TASKS TO CARRY OUT:
1. In the royal commission article, why did Charlotte clean up after other residents at the boarding house? Answer in one to three sentences.
2. Carry on the royal commission article from its last sentence.

The disability royal commission chaired by Ronald Sackville QC has begun hearings in Parramatta.

The disability royal commission chaired by Ronald Sackville QC has begun hearings in Parramatta. Photo: AAP

A woman with disability was drugged, raped, hit by staff and deprived of food while living in a Sydney boarding house, a royal commission examining homelessness has been told.

Charlotte, 61, was diagnosed with schizophrenia as a teenager and has lived in about a dozen hospitals and state-run institutions in New South Wales since, including a privately-owned Stanmore boarding house.

‘‘Life at the boarding house was terrible. It was like a prison. We were treated horribly by the staff and the owner,’’ she said in a statement read to the disability royal commission on Monday.

‘‘I was hit and raped while I was living there … I had no control over my life and no privacy.’’

Charlotte, who lived at the home for about 15 years in the 1980s and ’90s, said the managers and staff would often hit residents.

‘‘One of the girls who worked in the boarding house kitchen was really violent and abusive,’’ she said.

‘‘Depending on how she felt, (she) would sometimes not give us breakfast or lunch.’’

Charlotte, not her real name, said the same woman would also steal her pension, clothes and wages from working at a sheltered workshop.

Residents who complained were given drugs to keep them quiet.

‘‘I was drugged all the time,’’ she said.

She said she was often forced to clean up other people’s vomit and faeces and a doctor who visited the residents was allegedly defrauding the Medicare system.

‘‘People that lived there would sometimes go to the toilet on the floor and the owner would make me clean it up. If I didn’t clean it up, he would hit me.

‘‘There shouldn’t be any boarding houses, and if there is … they shouldn’t be privately owned.’’

Charlotte was also abused by a staff member’s former partner, who was a psychiatric nurse.

‘‘He used me and I was his slave. I should have been able to trust him,’’ she said.

She later found out she was pregnant and was forced to have an abortion and then sterilised.

‘‘Not long after the termination, I overdosed. It was on purpose. I wanted to die,’’ she said.

Referring expression data:
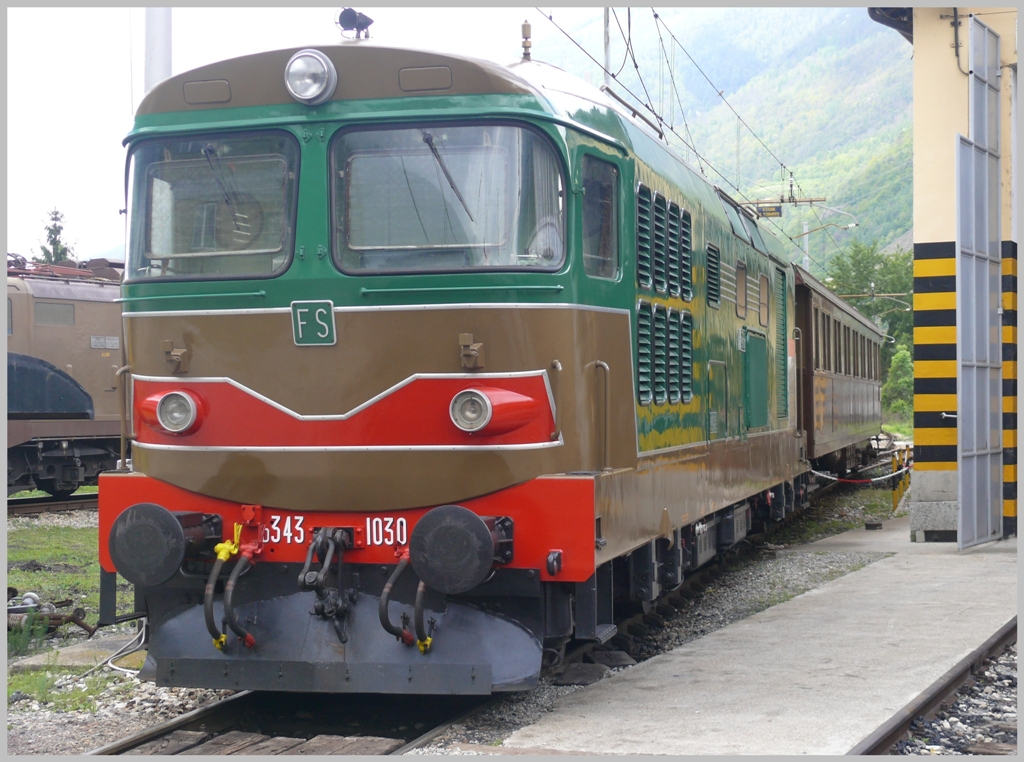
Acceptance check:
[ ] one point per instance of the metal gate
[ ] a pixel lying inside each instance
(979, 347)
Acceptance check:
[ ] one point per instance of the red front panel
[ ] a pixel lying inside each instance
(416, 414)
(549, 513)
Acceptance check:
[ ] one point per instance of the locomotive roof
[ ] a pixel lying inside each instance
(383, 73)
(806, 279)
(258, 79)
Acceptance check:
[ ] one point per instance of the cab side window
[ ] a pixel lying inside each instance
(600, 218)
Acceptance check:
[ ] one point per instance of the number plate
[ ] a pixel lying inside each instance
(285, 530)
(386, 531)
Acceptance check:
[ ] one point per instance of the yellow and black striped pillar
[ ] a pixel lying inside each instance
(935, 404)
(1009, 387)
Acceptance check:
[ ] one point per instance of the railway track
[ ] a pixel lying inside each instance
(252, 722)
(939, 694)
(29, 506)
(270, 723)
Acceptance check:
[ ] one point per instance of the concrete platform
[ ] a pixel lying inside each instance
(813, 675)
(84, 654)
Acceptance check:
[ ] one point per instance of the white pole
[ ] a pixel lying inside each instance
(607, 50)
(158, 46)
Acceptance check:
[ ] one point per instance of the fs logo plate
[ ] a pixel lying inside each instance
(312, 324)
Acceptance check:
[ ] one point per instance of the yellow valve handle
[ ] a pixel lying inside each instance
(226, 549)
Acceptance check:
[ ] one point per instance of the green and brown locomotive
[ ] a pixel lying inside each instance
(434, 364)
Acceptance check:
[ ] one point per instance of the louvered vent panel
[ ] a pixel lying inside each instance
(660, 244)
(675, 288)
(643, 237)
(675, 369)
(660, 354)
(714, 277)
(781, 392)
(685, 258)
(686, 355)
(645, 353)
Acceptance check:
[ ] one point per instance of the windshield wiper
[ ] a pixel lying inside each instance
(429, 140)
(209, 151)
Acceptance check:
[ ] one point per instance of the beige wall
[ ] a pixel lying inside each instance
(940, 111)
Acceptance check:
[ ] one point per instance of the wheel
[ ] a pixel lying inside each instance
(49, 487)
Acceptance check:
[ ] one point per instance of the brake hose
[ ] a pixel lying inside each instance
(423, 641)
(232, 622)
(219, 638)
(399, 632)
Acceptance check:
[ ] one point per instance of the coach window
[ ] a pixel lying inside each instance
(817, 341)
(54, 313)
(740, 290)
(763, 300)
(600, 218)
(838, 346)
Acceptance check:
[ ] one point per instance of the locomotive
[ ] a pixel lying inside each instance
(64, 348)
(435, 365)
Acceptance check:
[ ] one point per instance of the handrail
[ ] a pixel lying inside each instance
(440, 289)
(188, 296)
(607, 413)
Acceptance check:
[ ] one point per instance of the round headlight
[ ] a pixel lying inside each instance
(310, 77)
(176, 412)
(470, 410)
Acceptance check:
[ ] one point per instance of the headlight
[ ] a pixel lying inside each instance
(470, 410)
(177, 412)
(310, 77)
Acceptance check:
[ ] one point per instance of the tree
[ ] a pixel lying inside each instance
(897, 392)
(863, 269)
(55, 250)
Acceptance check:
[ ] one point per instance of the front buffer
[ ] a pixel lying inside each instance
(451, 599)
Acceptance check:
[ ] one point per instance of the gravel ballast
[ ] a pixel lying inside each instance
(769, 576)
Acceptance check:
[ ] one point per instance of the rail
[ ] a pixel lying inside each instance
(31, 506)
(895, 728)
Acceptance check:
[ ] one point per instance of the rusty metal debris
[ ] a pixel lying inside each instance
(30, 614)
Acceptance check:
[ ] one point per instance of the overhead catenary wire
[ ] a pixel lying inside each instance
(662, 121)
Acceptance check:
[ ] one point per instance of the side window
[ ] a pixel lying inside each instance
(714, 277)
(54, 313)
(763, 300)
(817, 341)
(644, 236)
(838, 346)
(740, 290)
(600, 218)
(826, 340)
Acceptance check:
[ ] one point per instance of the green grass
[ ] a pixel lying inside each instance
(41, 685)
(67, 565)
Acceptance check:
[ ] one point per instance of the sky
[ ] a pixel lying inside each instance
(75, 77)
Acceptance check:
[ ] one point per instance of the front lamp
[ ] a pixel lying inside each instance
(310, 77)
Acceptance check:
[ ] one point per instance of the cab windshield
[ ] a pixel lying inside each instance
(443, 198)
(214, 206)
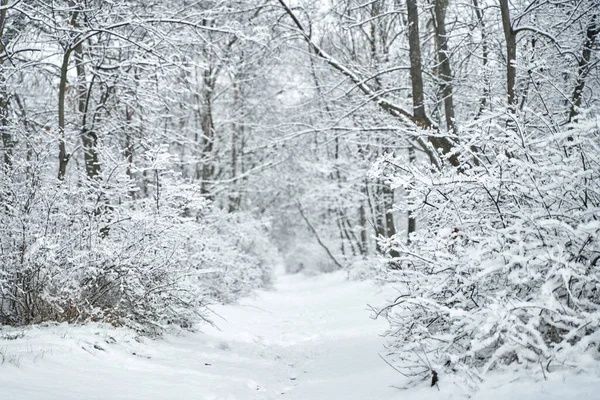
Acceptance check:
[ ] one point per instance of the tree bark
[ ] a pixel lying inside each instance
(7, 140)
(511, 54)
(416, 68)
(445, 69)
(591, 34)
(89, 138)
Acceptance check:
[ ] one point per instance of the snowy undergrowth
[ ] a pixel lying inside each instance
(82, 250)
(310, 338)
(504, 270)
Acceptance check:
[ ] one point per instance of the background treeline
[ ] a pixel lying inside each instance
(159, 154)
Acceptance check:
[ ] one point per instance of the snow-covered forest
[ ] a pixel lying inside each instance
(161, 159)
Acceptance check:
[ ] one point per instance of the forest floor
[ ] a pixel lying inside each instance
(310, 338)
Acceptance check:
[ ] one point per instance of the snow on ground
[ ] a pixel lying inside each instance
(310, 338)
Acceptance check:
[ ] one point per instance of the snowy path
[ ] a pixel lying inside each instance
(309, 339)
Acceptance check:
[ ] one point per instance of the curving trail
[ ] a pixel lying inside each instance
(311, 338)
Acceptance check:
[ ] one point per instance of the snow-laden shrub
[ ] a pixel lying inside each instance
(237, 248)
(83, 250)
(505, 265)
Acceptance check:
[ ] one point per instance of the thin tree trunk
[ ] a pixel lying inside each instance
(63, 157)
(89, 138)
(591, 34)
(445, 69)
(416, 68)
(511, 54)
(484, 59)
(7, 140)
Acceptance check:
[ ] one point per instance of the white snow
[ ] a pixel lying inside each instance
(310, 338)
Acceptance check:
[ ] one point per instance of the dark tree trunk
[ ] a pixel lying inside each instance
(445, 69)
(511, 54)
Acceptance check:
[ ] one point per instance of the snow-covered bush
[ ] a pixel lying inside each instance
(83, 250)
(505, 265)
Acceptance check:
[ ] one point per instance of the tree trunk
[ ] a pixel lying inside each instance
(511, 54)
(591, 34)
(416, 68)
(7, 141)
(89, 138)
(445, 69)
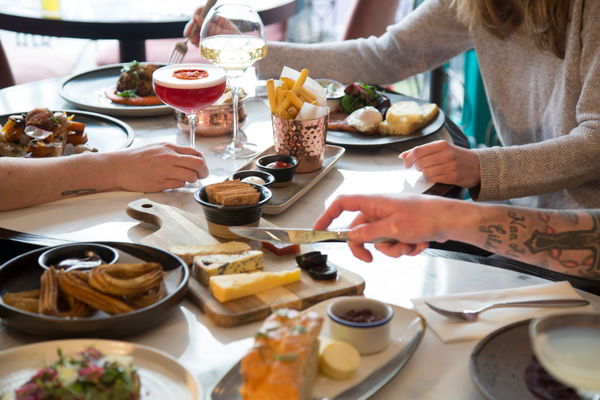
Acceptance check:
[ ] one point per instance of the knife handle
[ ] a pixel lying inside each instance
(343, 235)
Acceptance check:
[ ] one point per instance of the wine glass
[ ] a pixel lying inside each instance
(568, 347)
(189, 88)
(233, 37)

...

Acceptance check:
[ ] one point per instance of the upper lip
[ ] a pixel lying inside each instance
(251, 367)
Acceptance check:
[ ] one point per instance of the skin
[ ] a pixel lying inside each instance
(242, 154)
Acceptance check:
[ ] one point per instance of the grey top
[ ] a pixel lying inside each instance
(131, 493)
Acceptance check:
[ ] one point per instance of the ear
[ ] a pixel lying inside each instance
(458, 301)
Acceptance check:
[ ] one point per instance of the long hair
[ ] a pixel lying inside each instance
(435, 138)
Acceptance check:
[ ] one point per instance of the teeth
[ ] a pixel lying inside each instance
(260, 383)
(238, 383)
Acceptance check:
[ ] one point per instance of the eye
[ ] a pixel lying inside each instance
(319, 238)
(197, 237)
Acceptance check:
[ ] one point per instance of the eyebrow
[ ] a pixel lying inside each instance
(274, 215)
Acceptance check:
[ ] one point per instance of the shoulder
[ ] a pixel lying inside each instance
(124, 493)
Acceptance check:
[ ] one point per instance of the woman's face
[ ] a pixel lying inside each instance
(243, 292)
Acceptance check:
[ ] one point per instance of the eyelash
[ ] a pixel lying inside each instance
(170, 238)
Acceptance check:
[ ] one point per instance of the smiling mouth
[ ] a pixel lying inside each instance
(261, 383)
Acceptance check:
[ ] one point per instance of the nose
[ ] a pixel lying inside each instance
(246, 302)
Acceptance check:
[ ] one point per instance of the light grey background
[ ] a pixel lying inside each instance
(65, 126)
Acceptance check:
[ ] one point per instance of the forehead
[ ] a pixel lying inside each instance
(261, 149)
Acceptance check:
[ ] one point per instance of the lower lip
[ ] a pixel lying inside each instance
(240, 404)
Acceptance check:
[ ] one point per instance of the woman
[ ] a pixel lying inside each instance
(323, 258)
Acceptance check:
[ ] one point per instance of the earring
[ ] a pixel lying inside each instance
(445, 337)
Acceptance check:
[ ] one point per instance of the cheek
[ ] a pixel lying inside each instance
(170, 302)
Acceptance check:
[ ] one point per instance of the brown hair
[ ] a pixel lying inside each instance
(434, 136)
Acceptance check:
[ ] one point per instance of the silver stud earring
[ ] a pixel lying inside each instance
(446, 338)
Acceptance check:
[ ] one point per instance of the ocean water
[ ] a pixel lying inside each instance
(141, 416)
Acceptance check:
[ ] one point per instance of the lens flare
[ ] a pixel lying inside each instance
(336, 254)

RESPONSES TO THE EXERCISE:
1. The owner made her clean up when residents went to the toilet on the floor. If she didn't, he would hit her.

2.
The Royal Commission into Violence, Abuse, Neglect and Exploitation of People with Disability has turned its focus to the experiences of disabled people who have been homeless or lived in insecure housing in NSW and Victoria.

Wheelchair user Colin, who has muscular dystrophy and is in his 70s, is homeless after the recent Lismore floods inundated the home he shared with his sister, who is also disabled.

They were rescued late at night by ‘‘a bloke in a tinny’’ but Colin remains homeless and lives in short-stay motels, some of which are inaccessible and below an acceptable standard.

‘‘There are bathrooms I can’t even use… 14 days with no showers,’’ he said.

‘‘I’ve got no support, I’ve got nothing. I’ve got no way of cooking food, there is no fridge … There’s just nothing there.’’

Colin said he had heard from his NDIS support worker just four times since the town was flooded in February.

‘‘I’ve been on the floor begging in tears for help. She’s even wrote a letter back … she was that concerned,’’ he said.

‘‘The very next thing the phone’s down, I never hear from her again. There’s no follow-up, no duty of care, no nothing.’’

The inquiry, sitting for five days in Parramatta, will examine whether insecure accommodation exposes people with disability to a greater risk of violence, abuse, neglect or exploitation.

Counsel assisting Kate Eastman said the evidence is likely to identify a number of systemic issues, including the lack of affordable housing suitable for people with disability and the over-reliance on crisis accommodation.